— Start RECORD EXCERPTS —

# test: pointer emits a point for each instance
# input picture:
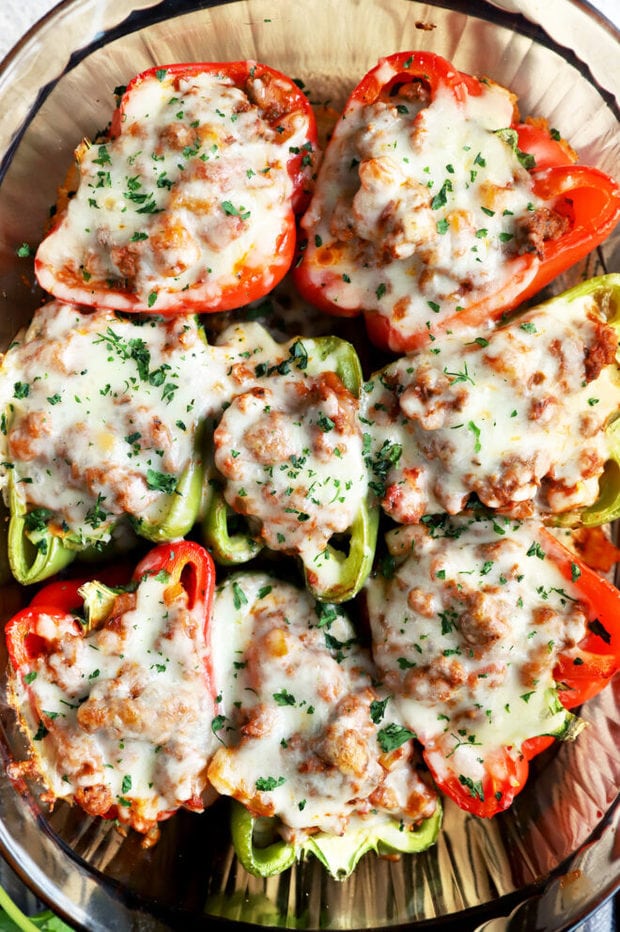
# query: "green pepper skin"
(606, 290)
(35, 555)
(342, 574)
(339, 855)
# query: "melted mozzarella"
(121, 711)
(290, 447)
(101, 413)
(193, 189)
(416, 212)
(466, 634)
(300, 720)
(518, 417)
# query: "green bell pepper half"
(606, 291)
(339, 854)
(38, 548)
(341, 573)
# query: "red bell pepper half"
(580, 675)
(187, 205)
(583, 202)
(55, 617)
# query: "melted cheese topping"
(518, 417)
(101, 414)
(417, 209)
(193, 190)
(466, 634)
(300, 720)
(122, 709)
(290, 450)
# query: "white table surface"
(17, 16)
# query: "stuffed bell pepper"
(289, 460)
(525, 418)
(436, 209)
(485, 632)
(189, 203)
(113, 685)
(101, 429)
(308, 753)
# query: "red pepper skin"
(251, 282)
(589, 668)
(598, 659)
(187, 564)
(589, 198)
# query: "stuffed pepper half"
(288, 453)
(113, 687)
(308, 752)
(524, 417)
(435, 208)
(102, 422)
(485, 632)
(189, 204)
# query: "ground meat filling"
(517, 417)
(291, 454)
(300, 723)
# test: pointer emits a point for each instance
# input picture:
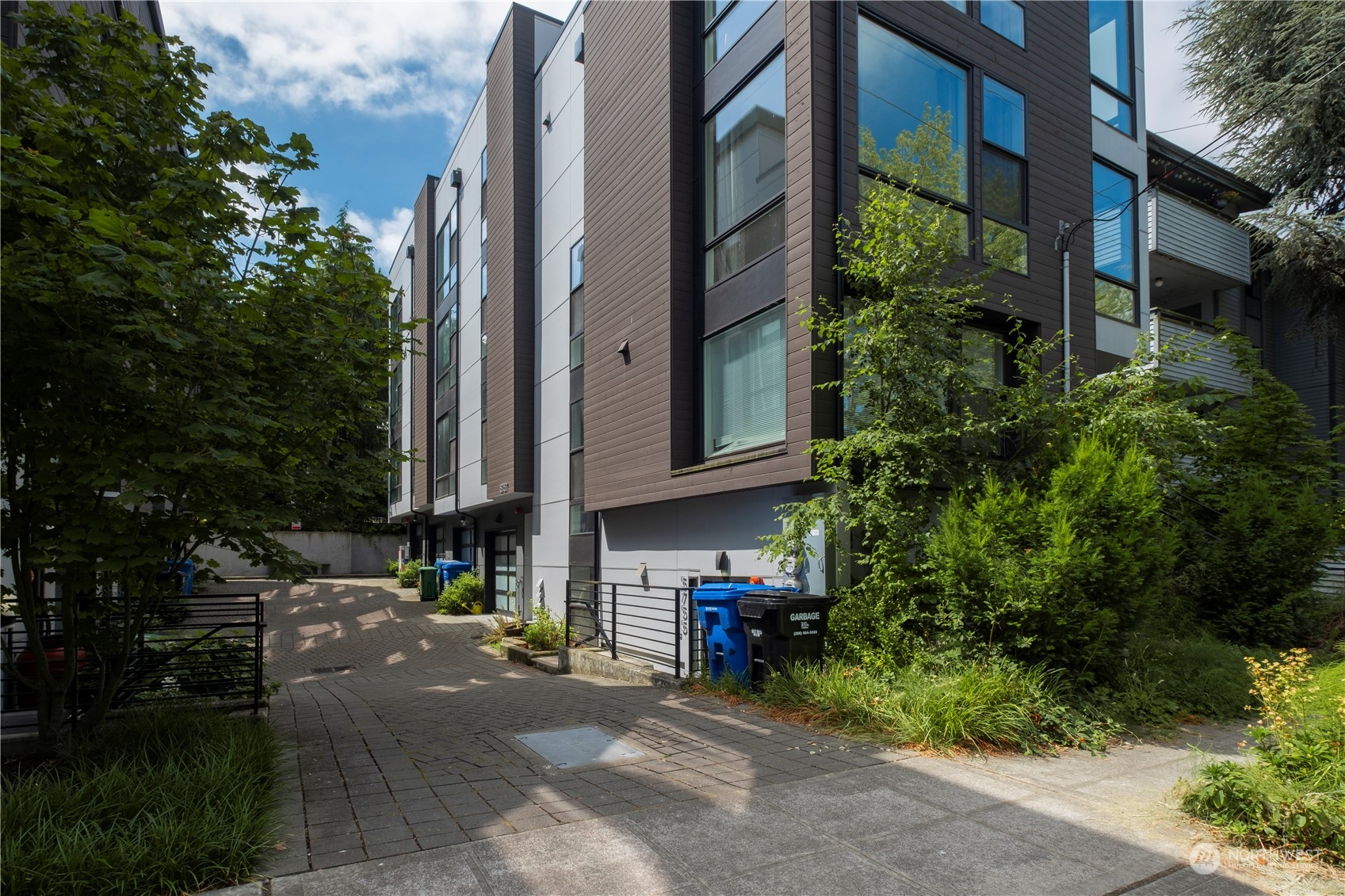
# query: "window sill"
(729, 460)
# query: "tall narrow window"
(445, 455)
(1114, 244)
(1109, 53)
(727, 23)
(1003, 178)
(445, 353)
(1003, 17)
(577, 304)
(445, 256)
(912, 119)
(744, 158)
(744, 385)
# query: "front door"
(505, 570)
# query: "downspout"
(1063, 244)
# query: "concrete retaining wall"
(333, 553)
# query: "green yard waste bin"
(430, 583)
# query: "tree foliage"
(1271, 75)
(186, 350)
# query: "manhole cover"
(577, 747)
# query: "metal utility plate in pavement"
(577, 747)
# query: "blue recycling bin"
(725, 641)
(449, 570)
(185, 576)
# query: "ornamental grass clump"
(1291, 795)
(164, 801)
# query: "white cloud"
(1171, 112)
(386, 233)
(388, 58)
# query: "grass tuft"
(166, 801)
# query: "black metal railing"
(200, 647)
(646, 623)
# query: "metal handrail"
(648, 622)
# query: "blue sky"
(382, 89)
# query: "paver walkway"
(411, 744)
(411, 782)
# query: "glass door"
(505, 570)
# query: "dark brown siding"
(642, 193)
(509, 303)
(1053, 74)
(422, 387)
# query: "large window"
(912, 116)
(1003, 178)
(1114, 242)
(744, 385)
(727, 23)
(1109, 42)
(445, 455)
(744, 151)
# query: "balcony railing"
(1196, 237)
(1207, 358)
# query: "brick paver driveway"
(405, 730)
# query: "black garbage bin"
(781, 626)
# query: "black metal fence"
(646, 623)
(200, 647)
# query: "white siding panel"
(1186, 233)
(1212, 360)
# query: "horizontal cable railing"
(644, 623)
(198, 647)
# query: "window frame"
(770, 204)
(965, 208)
(1133, 285)
(1021, 159)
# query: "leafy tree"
(186, 352)
(1270, 74)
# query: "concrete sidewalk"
(408, 780)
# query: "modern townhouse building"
(629, 395)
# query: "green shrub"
(969, 705)
(409, 576)
(1163, 678)
(1057, 579)
(461, 595)
(545, 631)
(166, 801)
(1293, 794)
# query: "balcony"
(1194, 250)
(1211, 360)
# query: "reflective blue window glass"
(1003, 17)
(1109, 42)
(1005, 117)
(731, 29)
(912, 113)
(1114, 231)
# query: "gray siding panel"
(1183, 231)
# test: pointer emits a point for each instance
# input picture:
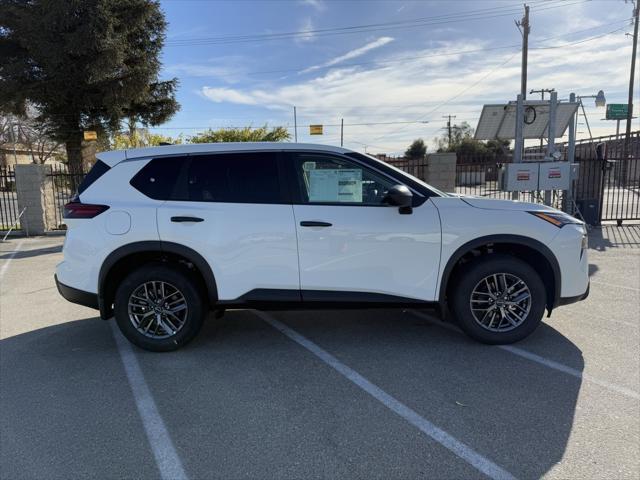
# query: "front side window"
(250, 177)
(325, 179)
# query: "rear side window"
(99, 169)
(235, 178)
(160, 179)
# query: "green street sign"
(617, 111)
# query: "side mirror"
(401, 197)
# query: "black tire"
(177, 277)
(460, 297)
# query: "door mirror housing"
(400, 196)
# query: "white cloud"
(230, 95)
(224, 69)
(416, 87)
(353, 53)
(317, 4)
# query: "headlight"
(559, 219)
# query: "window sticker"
(335, 185)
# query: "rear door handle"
(307, 223)
(187, 219)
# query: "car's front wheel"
(159, 308)
(498, 299)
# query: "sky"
(390, 69)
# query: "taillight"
(83, 210)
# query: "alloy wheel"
(500, 302)
(157, 309)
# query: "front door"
(349, 240)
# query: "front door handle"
(187, 219)
(307, 223)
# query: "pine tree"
(84, 65)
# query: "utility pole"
(542, 92)
(295, 124)
(449, 117)
(525, 28)
(633, 68)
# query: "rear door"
(350, 241)
(233, 209)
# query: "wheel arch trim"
(536, 245)
(154, 246)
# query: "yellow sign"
(315, 129)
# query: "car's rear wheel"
(159, 308)
(498, 299)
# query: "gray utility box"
(529, 176)
(554, 176)
(519, 177)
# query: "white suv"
(159, 236)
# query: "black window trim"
(285, 192)
(290, 157)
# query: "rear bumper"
(74, 295)
(577, 298)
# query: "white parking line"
(454, 445)
(624, 287)
(164, 452)
(541, 360)
(6, 263)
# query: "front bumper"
(74, 295)
(577, 298)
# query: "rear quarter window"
(161, 179)
(98, 169)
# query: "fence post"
(33, 189)
(441, 171)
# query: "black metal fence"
(64, 185)
(8, 199)
(620, 199)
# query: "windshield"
(401, 173)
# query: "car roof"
(113, 157)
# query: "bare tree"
(30, 133)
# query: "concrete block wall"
(34, 190)
(441, 171)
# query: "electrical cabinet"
(554, 176)
(520, 177)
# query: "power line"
(406, 24)
(420, 57)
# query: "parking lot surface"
(322, 394)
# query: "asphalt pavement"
(323, 394)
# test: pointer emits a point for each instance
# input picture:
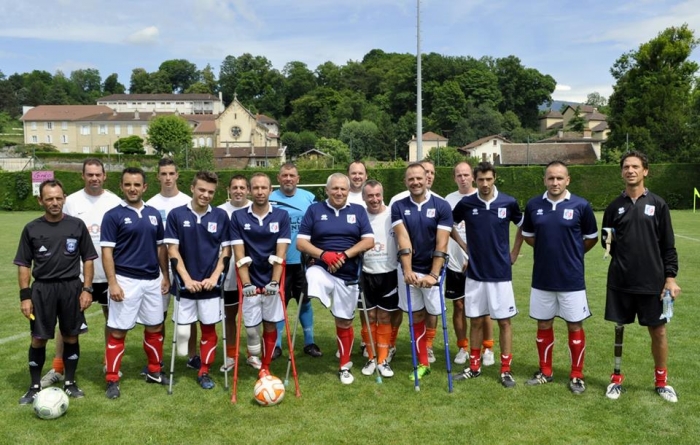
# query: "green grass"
(478, 411)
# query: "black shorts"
(59, 300)
(380, 290)
(100, 293)
(454, 284)
(622, 307)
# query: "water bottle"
(668, 306)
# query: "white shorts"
(206, 311)
(142, 304)
(330, 289)
(262, 308)
(421, 298)
(483, 298)
(570, 306)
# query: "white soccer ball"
(268, 391)
(50, 403)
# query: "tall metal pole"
(419, 92)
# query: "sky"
(576, 42)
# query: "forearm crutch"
(290, 343)
(176, 308)
(444, 327)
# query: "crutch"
(444, 327)
(364, 307)
(416, 382)
(222, 306)
(176, 307)
(290, 342)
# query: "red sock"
(207, 347)
(153, 345)
(577, 348)
(505, 362)
(113, 357)
(420, 334)
(269, 341)
(475, 359)
(545, 346)
(660, 375)
(345, 337)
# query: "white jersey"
(382, 257)
(458, 257)
(91, 209)
(356, 198)
(165, 204)
(230, 281)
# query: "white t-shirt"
(91, 209)
(382, 257)
(457, 256)
(230, 281)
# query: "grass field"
(478, 411)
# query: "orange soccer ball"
(268, 391)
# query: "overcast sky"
(576, 42)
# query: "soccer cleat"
(540, 379)
(254, 361)
(113, 391)
(29, 396)
(385, 370)
(462, 356)
(157, 377)
(369, 368)
(71, 389)
(667, 393)
(313, 350)
(392, 353)
(423, 370)
(614, 390)
(52, 377)
(487, 358)
(228, 365)
(577, 386)
(194, 362)
(467, 374)
(507, 380)
(205, 381)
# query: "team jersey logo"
(71, 245)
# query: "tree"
(169, 134)
(652, 101)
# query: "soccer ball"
(268, 391)
(50, 403)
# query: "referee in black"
(55, 243)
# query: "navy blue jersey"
(559, 229)
(260, 237)
(422, 221)
(55, 248)
(337, 231)
(135, 235)
(199, 239)
(487, 225)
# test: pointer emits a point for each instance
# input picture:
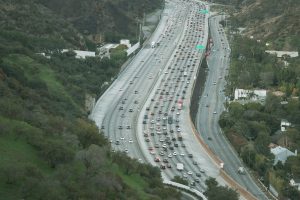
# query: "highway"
(212, 105)
(145, 111)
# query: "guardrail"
(184, 187)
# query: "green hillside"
(48, 147)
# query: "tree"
(215, 192)
(178, 179)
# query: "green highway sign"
(200, 47)
(203, 11)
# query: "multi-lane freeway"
(145, 112)
(212, 105)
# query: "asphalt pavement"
(212, 105)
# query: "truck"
(179, 166)
(179, 137)
(179, 106)
(152, 44)
(241, 170)
(170, 120)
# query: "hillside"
(273, 21)
(48, 147)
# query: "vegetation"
(49, 149)
(216, 192)
(253, 126)
(181, 180)
(271, 21)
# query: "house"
(284, 124)
(125, 42)
(295, 183)
(249, 94)
(81, 54)
(280, 54)
(281, 154)
(104, 51)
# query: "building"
(280, 54)
(104, 51)
(281, 154)
(125, 42)
(295, 183)
(250, 94)
(81, 54)
(284, 124)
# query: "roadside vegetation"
(48, 147)
(253, 126)
(217, 192)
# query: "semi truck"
(179, 166)
(152, 44)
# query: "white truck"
(153, 44)
(241, 170)
(180, 166)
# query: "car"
(150, 148)
(162, 166)
(152, 152)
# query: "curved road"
(212, 104)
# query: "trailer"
(180, 166)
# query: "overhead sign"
(200, 47)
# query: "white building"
(125, 42)
(81, 54)
(249, 94)
(281, 154)
(279, 54)
(104, 50)
(284, 124)
(295, 183)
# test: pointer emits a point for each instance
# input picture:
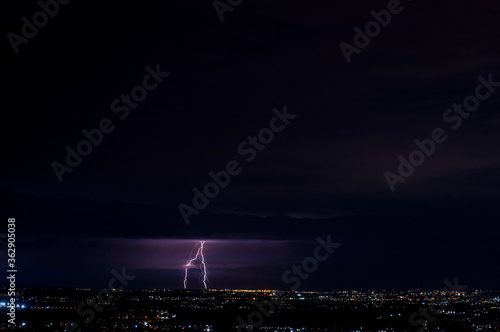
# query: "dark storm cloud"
(225, 79)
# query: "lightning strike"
(203, 265)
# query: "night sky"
(322, 174)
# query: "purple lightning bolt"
(203, 266)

— End RECORD EXCERPTS —

> **WHAT YOU ARE ASKED TO DO**
Please copy the data word for word, from its beginning through the line that contains "(1063, 244)", with both ends included. Leave the pictures out of your copy.

> **EXERCISE RESULT**
# test: pointer emits a point for each instance
# input picture:
# query: "green pepper skin"
(606, 290)
(35, 555)
(342, 574)
(339, 855)
# query: "melted mozzarella"
(121, 711)
(290, 447)
(101, 413)
(193, 189)
(416, 212)
(466, 634)
(300, 720)
(518, 417)
# query: "green bell pepper half"
(606, 291)
(339, 854)
(38, 548)
(341, 573)
# query: "red bell pepper half"
(580, 675)
(187, 205)
(583, 202)
(55, 617)
# query: "melted cheese topping"
(518, 417)
(101, 414)
(417, 209)
(193, 190)
(466, 634)
(300, 720)
(122, 709)
(290, 450)
# query: "white table surface"
(17, 16)
# query: "stuffed bell pepper"
(289, 460)
(525, 418)
(436, 209)
(485, 632)
(189, 203)
(113, 685)
(101, 429)
(308, 753)
# query: "red pepper skin"
(251, 282)
(589, 668)
(598, 659)
(187, 564)
(589, 198)
# query: "stuffed pepper half"
(288, 453)
(113, 687)
(308, 752)
(524, 417)
(435, 208)
(102, 422)
(485, 632)
(189, 204)
# query: "ground meat filling"
(517, 417)
(291, 454)
(300, 723)
# test: pointer emits a point for each instance
# input picture:
# query: "window sill"
(729, 460)
# query: "tall narrow window"
(445, 455)
(1114, 244)
(1109, 53)
(727, 23)
(1003, 178)
(445, 353)
(1003, 17)
(577, 304)
(445, 256)
(912, 119)
(744, 158)
(744, 385)
# query: "front door"
(505, 570)
# query: "downspout"
(1063, 244)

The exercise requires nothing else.